DATASET EXCERPTS.
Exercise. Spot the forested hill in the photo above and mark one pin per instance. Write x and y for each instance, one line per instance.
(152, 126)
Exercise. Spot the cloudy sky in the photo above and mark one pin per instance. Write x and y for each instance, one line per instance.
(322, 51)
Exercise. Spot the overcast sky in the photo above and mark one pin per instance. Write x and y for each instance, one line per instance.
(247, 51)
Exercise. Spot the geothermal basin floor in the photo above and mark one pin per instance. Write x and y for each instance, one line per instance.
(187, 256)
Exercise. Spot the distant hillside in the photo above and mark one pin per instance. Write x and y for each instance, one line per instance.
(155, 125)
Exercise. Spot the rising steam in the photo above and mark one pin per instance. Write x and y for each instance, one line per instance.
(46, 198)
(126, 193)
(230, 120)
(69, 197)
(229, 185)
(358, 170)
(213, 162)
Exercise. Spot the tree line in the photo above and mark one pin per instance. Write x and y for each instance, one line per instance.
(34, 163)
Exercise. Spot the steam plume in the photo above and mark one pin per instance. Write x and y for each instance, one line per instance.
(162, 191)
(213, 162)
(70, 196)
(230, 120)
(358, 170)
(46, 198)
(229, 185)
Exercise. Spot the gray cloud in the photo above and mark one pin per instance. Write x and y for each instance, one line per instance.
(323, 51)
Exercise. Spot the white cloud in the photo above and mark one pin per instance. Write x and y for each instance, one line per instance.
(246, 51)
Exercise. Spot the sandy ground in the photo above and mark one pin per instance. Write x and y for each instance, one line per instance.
...
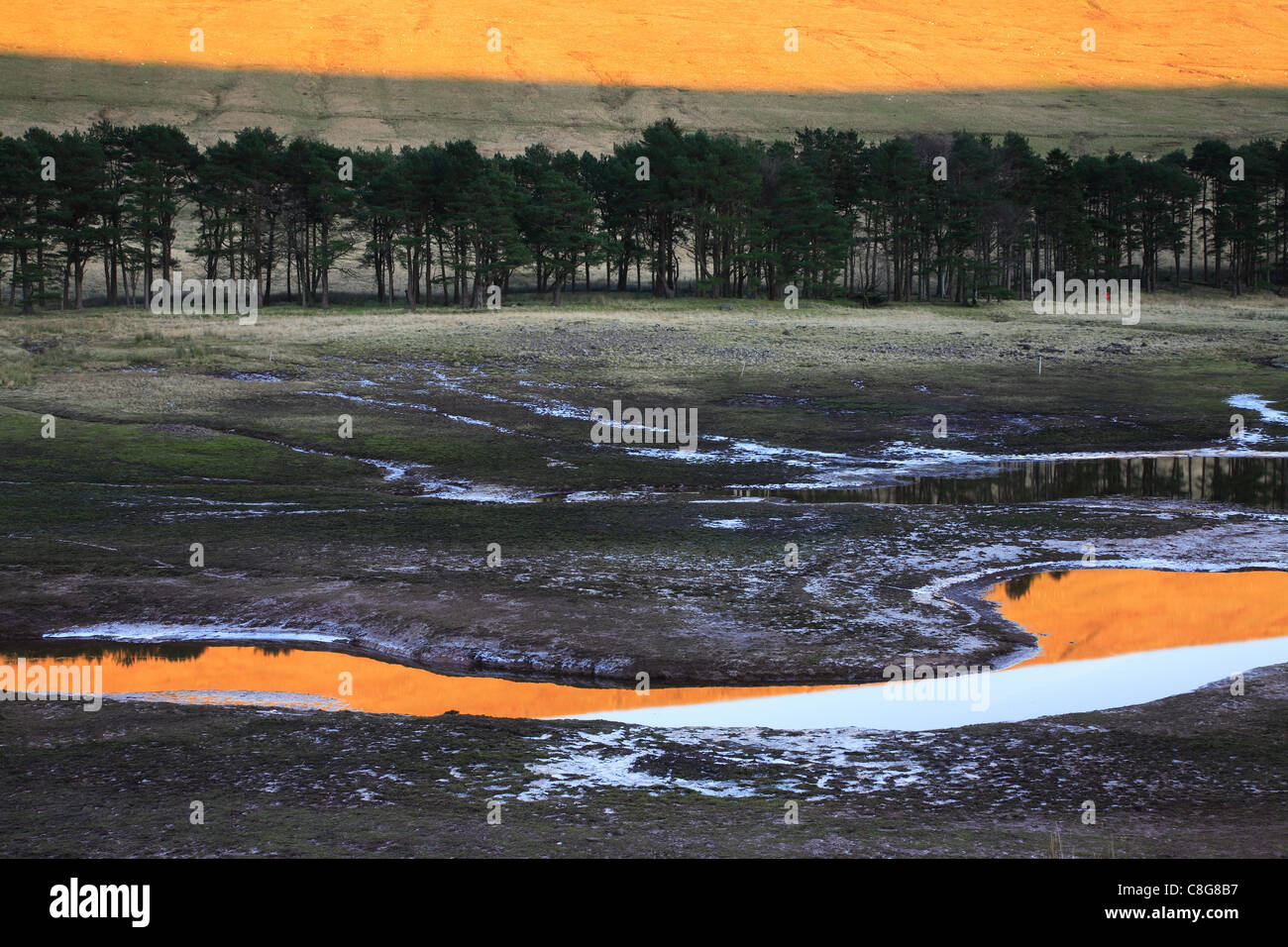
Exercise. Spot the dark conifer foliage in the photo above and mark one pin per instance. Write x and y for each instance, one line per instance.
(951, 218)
--
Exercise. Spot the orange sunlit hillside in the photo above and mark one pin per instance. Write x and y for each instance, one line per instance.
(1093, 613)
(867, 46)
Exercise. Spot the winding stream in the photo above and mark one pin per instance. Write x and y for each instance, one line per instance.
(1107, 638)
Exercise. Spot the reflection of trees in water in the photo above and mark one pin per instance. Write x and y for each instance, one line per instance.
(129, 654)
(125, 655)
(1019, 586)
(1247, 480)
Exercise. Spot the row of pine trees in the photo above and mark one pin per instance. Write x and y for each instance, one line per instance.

PROBLEM DETAILS.
Swap "instance" for "item" in the lines between the one holding "Exercise. Spot the winding" and the one holding "Exercise. Spot the row", inclusive. Write out those lines again with nothing else changed.

EXERCISE SOLUTION.
Exercise. Spot the winding stream in the photo above and mark one pin per item. Write x and y for each item, one line per item.
(1107, 638)
Exercise. Spot the reflection of trees in water in the photo above and mark one pin per item. Write x and y for each item, one line per item.
(129, 654)
(125, 655)
(1019, 586)
(1247, 480)
Exercise. Spot the row of pine trees in the photo above and mark one pin per item. Write x and y for each item, one line per item.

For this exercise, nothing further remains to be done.